> Problem requirements
Starting at the first line of the data and ending at the line with "formatted like [337,442].", copy each line exactly. Include both of those lines, but no pictures.

Image-grounded pointing data:
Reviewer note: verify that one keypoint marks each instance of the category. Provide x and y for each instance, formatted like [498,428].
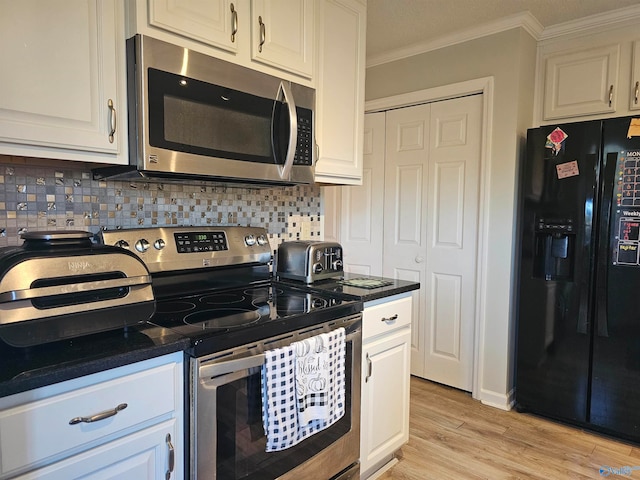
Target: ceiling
[394,25]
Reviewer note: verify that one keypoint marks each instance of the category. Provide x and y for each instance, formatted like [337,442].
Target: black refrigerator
[578,304]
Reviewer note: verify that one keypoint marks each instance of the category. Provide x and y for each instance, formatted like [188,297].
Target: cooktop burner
[210,317]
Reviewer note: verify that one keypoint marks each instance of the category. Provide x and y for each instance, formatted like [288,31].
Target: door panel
[452,230]
[431,228]
[404,219]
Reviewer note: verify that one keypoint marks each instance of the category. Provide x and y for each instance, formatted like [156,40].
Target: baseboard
[497,400]
[378,473]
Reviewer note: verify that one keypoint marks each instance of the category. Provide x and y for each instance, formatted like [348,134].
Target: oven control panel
[165,249]
[188,242]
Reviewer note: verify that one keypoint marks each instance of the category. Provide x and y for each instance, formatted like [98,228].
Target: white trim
[614,19]
[485,86]
[498,400]
[524,20]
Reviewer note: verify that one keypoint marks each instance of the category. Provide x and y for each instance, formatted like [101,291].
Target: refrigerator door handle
[602,323]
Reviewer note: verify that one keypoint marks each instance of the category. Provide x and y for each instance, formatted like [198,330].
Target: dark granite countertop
[24,369]
[28,368]
[336,287]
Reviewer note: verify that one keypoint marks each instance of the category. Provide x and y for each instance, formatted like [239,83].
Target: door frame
[485,87]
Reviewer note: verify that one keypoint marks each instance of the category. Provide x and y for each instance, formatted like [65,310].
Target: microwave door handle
[284,93]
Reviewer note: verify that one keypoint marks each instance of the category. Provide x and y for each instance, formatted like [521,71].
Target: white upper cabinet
[582,82]
[340,91]
[590,73]
[211,22]
[275,36]
[62,91]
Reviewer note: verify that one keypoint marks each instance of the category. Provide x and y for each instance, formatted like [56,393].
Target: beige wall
[508,57]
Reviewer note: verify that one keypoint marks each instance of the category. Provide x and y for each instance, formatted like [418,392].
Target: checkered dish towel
[291,414]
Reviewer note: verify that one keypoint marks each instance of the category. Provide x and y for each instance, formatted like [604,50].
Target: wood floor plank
[452,436]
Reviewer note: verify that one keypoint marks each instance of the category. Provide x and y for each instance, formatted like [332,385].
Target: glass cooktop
[223,319]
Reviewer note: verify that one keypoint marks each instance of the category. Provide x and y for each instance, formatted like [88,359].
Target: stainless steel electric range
[214,286]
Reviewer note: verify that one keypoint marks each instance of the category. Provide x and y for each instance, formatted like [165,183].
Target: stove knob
[262,240]
[142,245]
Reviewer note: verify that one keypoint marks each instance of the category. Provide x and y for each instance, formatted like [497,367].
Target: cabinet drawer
[386,317]
[39,432]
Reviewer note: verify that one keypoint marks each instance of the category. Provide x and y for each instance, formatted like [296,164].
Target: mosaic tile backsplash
[54,198]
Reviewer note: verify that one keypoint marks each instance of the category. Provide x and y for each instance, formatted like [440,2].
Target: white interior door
[361,218]
[432,159]
[406,155]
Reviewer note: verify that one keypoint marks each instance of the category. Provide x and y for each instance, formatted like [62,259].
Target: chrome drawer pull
[112,120]
[98,416]
[390,319]
[234,23]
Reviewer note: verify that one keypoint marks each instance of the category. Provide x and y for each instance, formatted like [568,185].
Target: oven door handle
[230,366]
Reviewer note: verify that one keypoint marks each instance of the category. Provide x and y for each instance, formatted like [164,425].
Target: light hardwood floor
[453,436]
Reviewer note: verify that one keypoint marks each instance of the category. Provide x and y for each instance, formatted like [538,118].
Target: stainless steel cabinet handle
[172,457]
[610,95]
[98,416]
[369,369]
[391,319]
[263,34]
[112,120]
[234,23]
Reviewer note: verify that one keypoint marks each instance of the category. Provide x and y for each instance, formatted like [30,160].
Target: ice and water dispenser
[554,249]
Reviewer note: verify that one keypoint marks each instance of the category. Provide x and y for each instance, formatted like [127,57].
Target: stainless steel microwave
[196,117]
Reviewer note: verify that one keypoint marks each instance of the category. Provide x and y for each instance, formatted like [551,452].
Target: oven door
[227,436]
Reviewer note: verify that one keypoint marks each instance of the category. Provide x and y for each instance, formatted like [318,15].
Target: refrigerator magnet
[555,140]
[568,169]
[634,128]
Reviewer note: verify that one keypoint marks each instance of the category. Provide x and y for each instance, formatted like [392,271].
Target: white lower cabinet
[386,340]
[140,456]
[124,423]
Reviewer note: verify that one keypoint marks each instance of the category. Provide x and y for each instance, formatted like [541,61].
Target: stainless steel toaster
[309,261]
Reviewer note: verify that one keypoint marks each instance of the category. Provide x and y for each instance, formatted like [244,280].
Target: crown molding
[593,24]
[525,20]
[585,26]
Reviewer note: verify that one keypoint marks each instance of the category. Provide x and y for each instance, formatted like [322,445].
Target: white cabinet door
[340,91]
[634,102]
[145,455]
[212,22]
[385,398]
[583,82]
[361,226]
[62,91]
[282,34]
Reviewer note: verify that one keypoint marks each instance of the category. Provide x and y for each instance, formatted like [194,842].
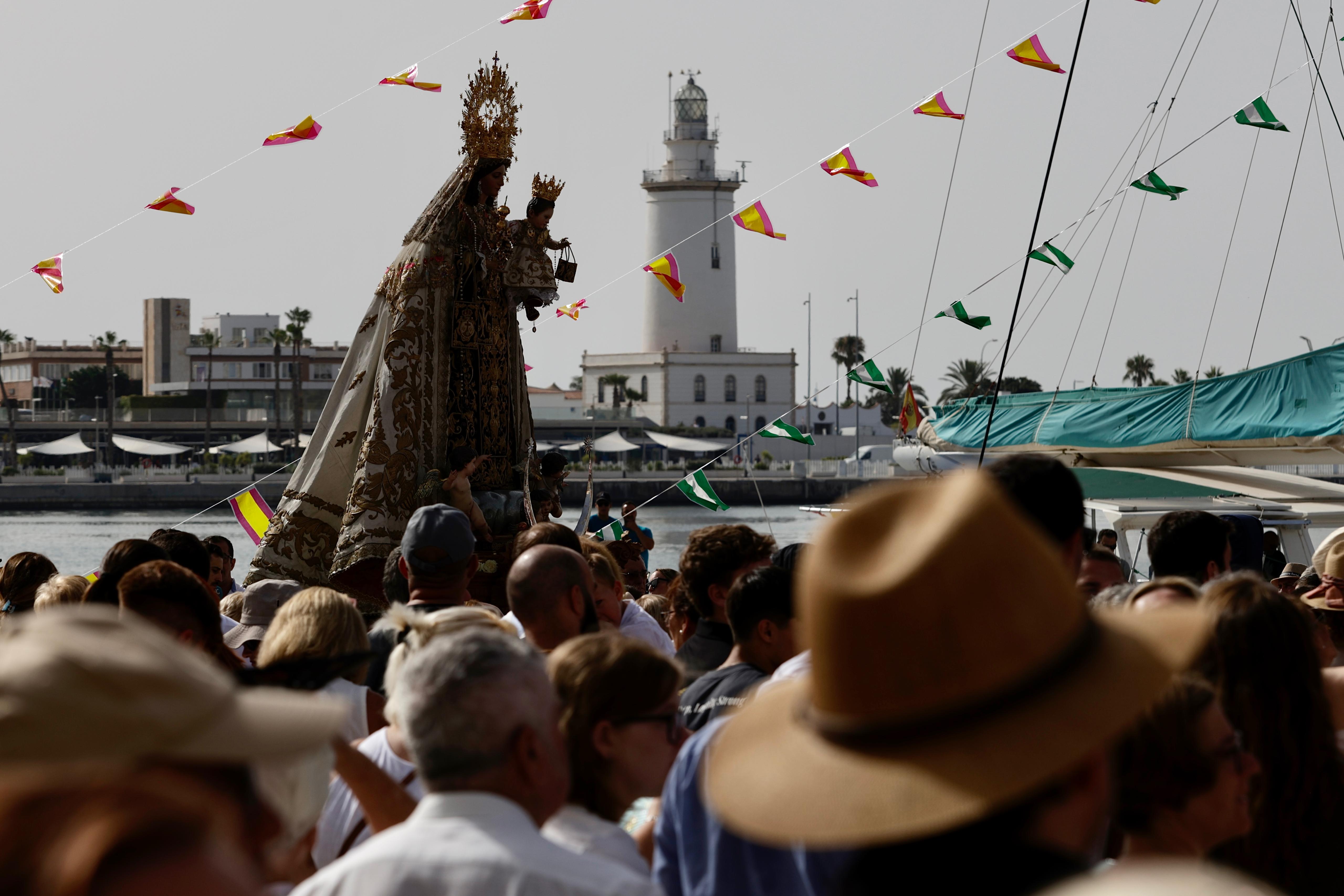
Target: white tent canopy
[683,444]
[146,447]
[69,445]
[253,444]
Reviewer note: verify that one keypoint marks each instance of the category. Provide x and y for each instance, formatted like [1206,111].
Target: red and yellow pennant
[49,269]
[757,221]
[408,77]
[667,272]
[307,129]
[169,202]
[253,514]
[939,108]
[1030,53]
[844,164]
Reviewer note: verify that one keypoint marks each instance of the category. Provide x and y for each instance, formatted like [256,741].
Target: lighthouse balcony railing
[663,175]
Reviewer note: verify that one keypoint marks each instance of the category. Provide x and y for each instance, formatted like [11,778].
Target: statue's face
[492,182]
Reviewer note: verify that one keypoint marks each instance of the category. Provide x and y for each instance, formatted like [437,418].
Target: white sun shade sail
[253,445]
[69,445]
[146,447]
[683,444]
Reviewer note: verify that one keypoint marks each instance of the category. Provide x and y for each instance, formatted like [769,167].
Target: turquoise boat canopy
[1295,406]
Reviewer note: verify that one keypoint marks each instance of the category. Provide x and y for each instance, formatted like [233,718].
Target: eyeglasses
[673,721]
[1236,753]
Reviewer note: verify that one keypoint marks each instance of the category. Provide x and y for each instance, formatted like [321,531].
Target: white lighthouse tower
[685,197]
[690,370]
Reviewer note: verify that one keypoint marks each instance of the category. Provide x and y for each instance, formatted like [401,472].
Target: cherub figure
[464,461]
[530,277]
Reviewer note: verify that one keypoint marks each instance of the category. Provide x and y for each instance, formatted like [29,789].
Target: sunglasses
[673,721]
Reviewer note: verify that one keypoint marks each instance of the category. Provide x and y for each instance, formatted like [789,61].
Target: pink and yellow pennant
[667,272]
[530,11]
[757,221]
[169,202]
[572,311]
[939,108]
[253,514]
[408,78]
[49,269]
[307,129]
[844,164]
[1030,53]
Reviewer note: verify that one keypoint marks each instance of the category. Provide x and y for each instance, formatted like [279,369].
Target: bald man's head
[550,590]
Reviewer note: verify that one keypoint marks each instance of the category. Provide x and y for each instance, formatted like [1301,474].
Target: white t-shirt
[581,832]
[343,812]
[357,723]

> Worked solution
Reviewer note: verify that one keypoint marks each instance of the category. Provide x and y for each instance, formatted like [498,428].
Target: ceiling
[394,25]
Reviewer note: verify that one keypoint marks each instance of the category. Provide x and y for each instance, formatted like [337,442].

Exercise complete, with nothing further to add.